BEGIN Text under study

Recent history of Africa has been marked with colonization and slave trade starting way back in the 15th century. The countries involved in European trade of slavery include Spain, Portuguese, England, North America, Holland, France and Sweden. The brutal torture of the traded slaves has filled many history pages with tales of horror and cruelty.
The European onslaught of Africa started in mid 1400s. This led to many conquests over the continent with over 400 years of dark history till the time when Africa was partitioned. The 1970s saw the map of Africa transformed forever. Businessmen, traders and manufacturers found Africa as a source for raw material, cheap labor and near dictatorial policies to rule the nation. This attracted many colonizers to capture more and more of Africa.
The British colonized Kenya, Zambia and Zimbabwe and South Africa. They settled and influenced local tribal life to their benefit. Roads and railways were made to enable deeper penetration into the far lands. On the other hand, the French were the second largest colonizer of Africa who overtook Algeria, West African and Northern States. The close proximity across Mediterranean facilitated the French conquest. But all these ruling powers needed local factions to help rule the states and since Africa had many tribal divisions, some tribes took advantage of this to establish their supremacy and gain advantage over the other tribes. In this way, the locals indirectly helped the foreigners to gain control.
Interestingly, after World War I, the British and the French overtook the German colonies in Africa. By the time, it was the decade of 1940s Africa was shaping up into well-defined states with a growing sense of patriotism owing to the use of colonial troops in foreign lands by the colonizers. On a whole, European hold was getting better in these decades. Second World War also saw similar situation but by now the local factions had realized the need to detach from the foreign hands and there began a series of freedom struggle and collaboration.
By the beginning of 1950s the process of decolonisation had began with Libya being freed in 1951. Though this process had already swiped through Liberia, South Africa, Egypt and Ethiopia. The momentum increased in 60s with a large part of the French ruled West Africa gaining independence. The only problem was the Portuguese who were not ready to grant independence to the states they had colonized. This lead to an ugly face of war for independence that lasted many decades killing thousands on each side.

END Text under study

**Work instructions**
a) In the text on the colonization of Africa, translate this sentence into Spanish: "Roads and railways were made to enable deeper penetration into the far lands."
b) Output the stretch of the text on the colonization of Africa from "Interestingly, after World" through "struggle and collaboration.".
c) Continue the text on the colonization of Africa from where it stops.

BEGIN Data section

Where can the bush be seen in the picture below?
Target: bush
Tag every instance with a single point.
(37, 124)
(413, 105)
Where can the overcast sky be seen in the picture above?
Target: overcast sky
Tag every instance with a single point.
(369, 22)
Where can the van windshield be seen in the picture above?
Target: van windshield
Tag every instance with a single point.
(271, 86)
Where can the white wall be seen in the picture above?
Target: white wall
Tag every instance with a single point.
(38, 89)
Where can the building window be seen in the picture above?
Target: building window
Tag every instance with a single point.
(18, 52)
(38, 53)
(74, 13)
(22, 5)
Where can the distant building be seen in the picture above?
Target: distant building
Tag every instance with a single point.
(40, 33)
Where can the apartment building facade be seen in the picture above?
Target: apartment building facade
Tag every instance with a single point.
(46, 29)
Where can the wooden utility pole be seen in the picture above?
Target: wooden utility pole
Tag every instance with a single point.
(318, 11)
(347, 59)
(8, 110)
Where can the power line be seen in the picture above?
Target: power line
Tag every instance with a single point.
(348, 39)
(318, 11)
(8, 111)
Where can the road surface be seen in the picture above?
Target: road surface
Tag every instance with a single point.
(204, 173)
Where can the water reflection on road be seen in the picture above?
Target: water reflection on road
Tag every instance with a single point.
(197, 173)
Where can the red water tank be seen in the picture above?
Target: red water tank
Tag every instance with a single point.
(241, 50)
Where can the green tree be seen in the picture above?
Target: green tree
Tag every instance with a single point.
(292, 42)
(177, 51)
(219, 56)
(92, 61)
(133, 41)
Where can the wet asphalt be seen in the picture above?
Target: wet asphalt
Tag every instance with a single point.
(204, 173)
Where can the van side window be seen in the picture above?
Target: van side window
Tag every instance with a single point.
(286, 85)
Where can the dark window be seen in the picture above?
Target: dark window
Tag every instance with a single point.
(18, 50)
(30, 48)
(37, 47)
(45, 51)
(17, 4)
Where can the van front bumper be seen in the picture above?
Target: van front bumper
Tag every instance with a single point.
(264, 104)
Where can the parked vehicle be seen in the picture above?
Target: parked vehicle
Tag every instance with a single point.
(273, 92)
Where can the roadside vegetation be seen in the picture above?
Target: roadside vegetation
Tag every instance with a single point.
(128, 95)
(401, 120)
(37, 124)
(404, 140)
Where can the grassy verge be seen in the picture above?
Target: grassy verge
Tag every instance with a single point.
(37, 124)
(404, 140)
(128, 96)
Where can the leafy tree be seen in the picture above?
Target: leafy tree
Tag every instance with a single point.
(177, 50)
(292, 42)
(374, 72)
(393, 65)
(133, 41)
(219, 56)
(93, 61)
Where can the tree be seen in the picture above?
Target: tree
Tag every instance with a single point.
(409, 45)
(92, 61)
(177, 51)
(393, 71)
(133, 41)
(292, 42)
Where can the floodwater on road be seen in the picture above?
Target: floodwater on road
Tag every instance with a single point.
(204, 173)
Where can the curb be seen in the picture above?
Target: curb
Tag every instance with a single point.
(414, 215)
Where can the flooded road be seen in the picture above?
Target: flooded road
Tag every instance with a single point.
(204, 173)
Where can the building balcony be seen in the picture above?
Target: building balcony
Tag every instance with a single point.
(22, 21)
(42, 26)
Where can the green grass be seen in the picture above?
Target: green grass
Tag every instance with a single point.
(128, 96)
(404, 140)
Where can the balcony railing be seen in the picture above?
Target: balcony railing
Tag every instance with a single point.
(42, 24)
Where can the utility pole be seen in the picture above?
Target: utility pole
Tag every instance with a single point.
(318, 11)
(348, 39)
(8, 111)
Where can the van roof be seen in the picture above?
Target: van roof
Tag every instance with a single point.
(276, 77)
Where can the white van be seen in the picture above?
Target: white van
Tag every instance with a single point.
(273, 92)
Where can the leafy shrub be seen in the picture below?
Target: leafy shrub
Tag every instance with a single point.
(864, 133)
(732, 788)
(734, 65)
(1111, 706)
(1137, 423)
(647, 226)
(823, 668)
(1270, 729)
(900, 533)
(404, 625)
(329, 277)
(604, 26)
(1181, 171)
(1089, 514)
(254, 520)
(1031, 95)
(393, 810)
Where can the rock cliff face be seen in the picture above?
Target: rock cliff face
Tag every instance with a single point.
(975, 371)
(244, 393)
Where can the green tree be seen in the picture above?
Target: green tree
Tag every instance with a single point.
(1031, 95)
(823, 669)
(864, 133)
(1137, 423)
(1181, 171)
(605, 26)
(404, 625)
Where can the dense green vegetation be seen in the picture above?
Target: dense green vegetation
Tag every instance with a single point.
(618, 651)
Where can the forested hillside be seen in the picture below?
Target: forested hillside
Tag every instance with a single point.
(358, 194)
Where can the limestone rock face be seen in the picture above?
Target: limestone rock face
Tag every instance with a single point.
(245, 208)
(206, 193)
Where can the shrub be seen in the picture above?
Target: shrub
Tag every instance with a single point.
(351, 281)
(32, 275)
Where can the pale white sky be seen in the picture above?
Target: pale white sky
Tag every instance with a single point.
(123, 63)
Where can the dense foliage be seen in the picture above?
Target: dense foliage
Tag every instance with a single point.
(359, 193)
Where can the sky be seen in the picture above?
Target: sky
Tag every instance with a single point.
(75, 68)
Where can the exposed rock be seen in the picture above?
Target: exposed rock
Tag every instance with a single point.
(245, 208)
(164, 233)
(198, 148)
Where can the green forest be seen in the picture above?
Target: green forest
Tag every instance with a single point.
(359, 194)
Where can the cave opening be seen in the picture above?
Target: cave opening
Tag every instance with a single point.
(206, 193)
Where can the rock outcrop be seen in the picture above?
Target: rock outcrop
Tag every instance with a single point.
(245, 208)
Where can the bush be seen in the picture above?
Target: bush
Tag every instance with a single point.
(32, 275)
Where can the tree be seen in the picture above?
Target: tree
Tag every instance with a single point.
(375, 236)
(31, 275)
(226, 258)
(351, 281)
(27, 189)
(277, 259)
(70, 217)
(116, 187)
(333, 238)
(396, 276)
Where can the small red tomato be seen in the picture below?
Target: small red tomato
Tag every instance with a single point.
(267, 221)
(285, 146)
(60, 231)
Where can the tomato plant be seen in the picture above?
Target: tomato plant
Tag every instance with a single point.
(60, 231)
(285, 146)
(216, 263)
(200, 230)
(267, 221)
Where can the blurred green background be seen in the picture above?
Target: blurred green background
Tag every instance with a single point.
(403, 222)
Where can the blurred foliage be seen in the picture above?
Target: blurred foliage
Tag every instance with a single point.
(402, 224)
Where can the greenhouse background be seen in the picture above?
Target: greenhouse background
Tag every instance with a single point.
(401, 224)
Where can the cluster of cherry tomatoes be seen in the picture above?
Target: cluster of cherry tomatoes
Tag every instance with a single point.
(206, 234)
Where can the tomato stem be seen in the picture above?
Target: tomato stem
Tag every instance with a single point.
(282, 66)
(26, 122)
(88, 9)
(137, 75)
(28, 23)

END Data section

**List of answers**
a) Se construyeron carreteras y ferrocarriles para permitir una penetración más profunda en las tierras lejanas.

b)
Interestingly, after World War I, the British and the French overtook the German colonies in Africa. By the time, it was the decade of 1940s Africa was shaping up into well-defined states with a growing sense of patriotism owing to the use of colonial troops in foreign lands by the colonizers. On a whole, European hold was getting better in these decades. Second World War also saw similar situation but by now the local factions had realized the need to detach from the foreign hands and there began a series of freedom struggle and collaboration.

c)
Present-day Ghana was the first African nation to gain independence in 1957 with other African nations following shortly thereafter as an outcome of their own independence struggles. Few of the last nations to get freedom were Guinea-Bissau from Portugal in 1974, Mozambique from Portugal in 1975, Angola from Portugal in 1975, Djibouti from France in 1977, Zimbabwe from Britain in 1980. The wave of independence continued till as recently as 1993 when Eritrea split off from Ethiopia.. Since then the African Continent with its states have come a long way. Though plagued by extreme poverty, tribal divide, communicable diseases, lack of basic amenities and many other factors, the Nations in Africa have taken it in a stride and we can now witness development gaining full momentum in these states. Africa and African people are reaching the globe with their art, culture, intellect and wisdom.
It is hoped that the twenty-first century will see a change in political and economic scenario in Africa. Rapid population growth, environmental assault, and Western domination can’t be put behind but there have been some good changes like modernisation, political stability that will slowly uplift the African continent to freedom. Parts of Africa are steeped in poverty, facing famines and lack education and basic health care. African people may have many miles to walk before they can call it dawn…but the very first step has been made.